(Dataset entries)
-------

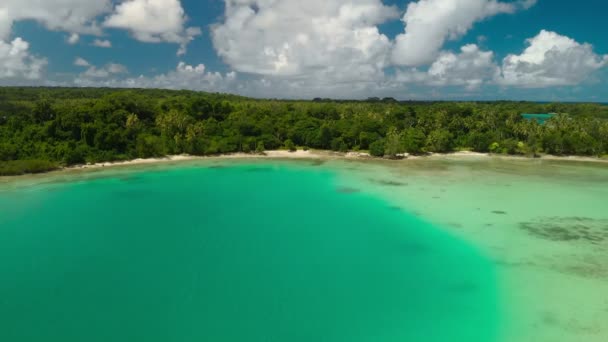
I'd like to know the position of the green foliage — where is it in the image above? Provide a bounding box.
[402,128,426,155]
[0,87,606,175]
[256,141,266,154]
[425,129,453,153]
[0,160,59,176]
[331,137,348,152]
[284,139,296,152]
[384,127,404,158]
[369,140,385,157]
[136,134,166,158]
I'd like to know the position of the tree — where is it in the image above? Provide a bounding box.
[426,129,453,153]
[402,128,426,154]
[284,139,297,152]
[331,137,348,152]
[384,127,404,158]
[32,100,56,123]
[369,139,385,157]
[256,141,266,154]
[136,134,166,158]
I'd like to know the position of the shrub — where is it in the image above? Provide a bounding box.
[369,139,385,157]
[0,160,59,176]
[256,141,266,154]
[284,139,296,152]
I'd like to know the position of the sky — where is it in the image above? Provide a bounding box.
[1,0,607,101]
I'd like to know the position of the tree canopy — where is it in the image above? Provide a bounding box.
[1,87,607,175]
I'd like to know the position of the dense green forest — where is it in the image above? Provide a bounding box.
[1,87,607,175]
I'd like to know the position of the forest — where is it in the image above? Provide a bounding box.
[1,87,607,175]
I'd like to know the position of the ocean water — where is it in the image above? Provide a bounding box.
[329,157,608,342]
[0,163,498,342]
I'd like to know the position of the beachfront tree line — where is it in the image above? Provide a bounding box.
[1,87,607,175]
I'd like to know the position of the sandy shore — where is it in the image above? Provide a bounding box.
[1,149,605,181]
[64,150,608,173]
[64,150,361,171]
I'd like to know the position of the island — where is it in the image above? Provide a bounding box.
[1,87,607,176]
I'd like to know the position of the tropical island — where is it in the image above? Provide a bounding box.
[1,87,607,176]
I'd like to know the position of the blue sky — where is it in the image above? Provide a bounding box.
[1,0,607,101]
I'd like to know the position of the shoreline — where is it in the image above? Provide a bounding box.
[65,149,608,170]
[2,150,607,179]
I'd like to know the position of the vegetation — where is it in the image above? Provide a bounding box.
[0,160,59,176]
[1,87,607,175]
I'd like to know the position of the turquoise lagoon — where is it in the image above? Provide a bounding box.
[0,161,498,342]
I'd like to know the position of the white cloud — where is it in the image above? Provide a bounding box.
[0,8,11,40]
[499,30,608,87]
[80,62,128,79]
[69,61,400,99]
[67,33,80,45]
[0,1,111,40]
[521,0,538,9]
[92,39,112,48]
[107,63,128,74]
[0,37,47,80]
[74,57,90,67]
[0,0,200,53]
[391,0,534,67]
[103,0,201,55]
[74,62,237,92]
[397,44,499,90]
[211,0,398,83]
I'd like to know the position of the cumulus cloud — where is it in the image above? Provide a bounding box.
[74,62,237,92]
[0,38,47,80]
[499,30,608,87]
[70,61,396,99]
[79,62,128,79]
[211,0,398,82]
[67,33,80,45]
[103,0,201,55]
[397,44,499,89]
[1,0,200,53]
[0,8,11,40]
[392,0,534,67]
[521,0,538,9]
[92,39,112,48]
[0,0,111,40]
[74,57,90,67]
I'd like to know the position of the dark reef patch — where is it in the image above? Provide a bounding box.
[310,160,326,166]
[370,179,408,187]
[336,187,361,194]
[245,167,272,173]
[519,217,608,244]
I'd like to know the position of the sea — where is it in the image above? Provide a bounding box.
[1,157,607,342]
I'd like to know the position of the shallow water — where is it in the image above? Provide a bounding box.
[0,163,498,342]
[330,157,608,342]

-------

None of the pictures belongs in the answer, but all the entries must be repeated exactly.

ANSWER TO THIS PROBLEM
I'd like to know the position of the green foliage — where is it in the image above? Provide a bounding box.
[402,128,426,155]
[0,87,606,175]
[256,141,266,154]
[425,129,453,153]
[0,160,59,176]
[331,137,348,152]
[284,139,296,152]
[384,127,404,158]
[369,140,385,157]
[136,134,166,158]
I'd like to know the position of the tree — where is it in the image above? Provide a bounding box.
[426,129,453,153]
[402,128,426,154]
[284,139,297,152]
[331,137,348,152]
[384,127,404,158]
[32,100,56,123]
[369,139,385,157]
[256,141,266,154]
[136,134,166,158]
I'd like to know the position of the shrub — where is it in the image above? Provide a bounding box.
[369,139,385,157]
[0,160,59,176]
[256,141,266,154]
[284,139,296,152]
I'd like to know the position of the sky — where is it in the image above? Provide a bounding box.
[1,0,607,101]
I'd like to know the position of the tree canopy — where is it in the image above? Provide a bounding box.
[1,87,607,175]
I'd like to know the position of the dense green forest — where is it in the image above? Provide a bounding box.
[1,87,607,175]
I'd like to know the position of the forest — where is it in the image above? Provide a bounding box.
[1,87,607,175]
I'd like to know the position of the ocean water — where is it in the image above? Provide a bounding box.
[329,157,608,342]
[0,163,498,342]
I'd like to know the position of the beachfront tree line — where is it in the image above? Provide a bounding box.
[1,87,607,175]
I'd like to know the position of the sandy shore — where is it in the image above? Provide a bounding box.
[1,149,605,181]
[64,150,608,173]
[64,150,361,171]
I'd like to know the position of the island — where is it in the image above? Provide a bounding box.
[1,87,607,176]
I'd like to know the position of the tropical island — where is it in the image above? Provide a bounding box.
[1,87,607,176]
I'd like to know the position of the blue sky — where is it in the image above? Provide a bounding box.
[1,0,607,101]
I'd like to know the position of the shoreline — where is it in the image above? Provide a bounding box.
[65,149,608,170]
[2,150,607,179]
I'd like to know the position of the vegetation — where is it in the image above? Provide a bounding box.
[0,160,59,176]
[1,87,607,175]
I'd like to know the position of the turquoise lagoon — where is it in the image above? Provide a bounding box.
[0,161,498,342]
I'd like to know the position of the white cloud — where is it in the image above? Provide a bounding box.
[0,8,11,40]
[499,30,608,87]
[80,62,128,79]
[69,61,400,99]
[67,33,80,45]
[0,1,111,40]
[521,0,538,9]
[92,39,112,48]
[107,63,128,74]
[0,37,47,80]
[74,57,90,67]
[0,0,200,53]
[391,0,534,67]
[103,0,201,55]
[74,62,237,92]
[397,44,499,90]
[211,0,398,83]
I'd like to know the position of the cumulus cloud — where is it in the image above? Provide a bounding box.
[74,62,237,92]
[0,38,47,80]
[499,30,608,87]
[70,61,396,99]
[79,62,128,79]
[211,0,398,82]
[67,33,80,45]
[103,0,201,55]
[397,44,499,89]
[1,0,200,53]
[0,8,11,40]
[392,0,534,67]
[521,0,538,9]
[92,39,112,48]
[0,0,111,40]
[74,57,90,67]
I'd like to know the position of the dark reef patch — where is it in the image above? Provide a bounding box.
[310,160,326,166]
[370,179,408,187]
[336,187,361,194]
[245,167,272,173]
[519,217,608,244]
I'd like to know the position of the sea — where is it in the image above? Provide a bounding box.
[1,157,607,342]
I'd like to know the position of the shallow water — where is it in the image above? Provide a bounding box.
[0,163,498,342]
[330,157,608,342]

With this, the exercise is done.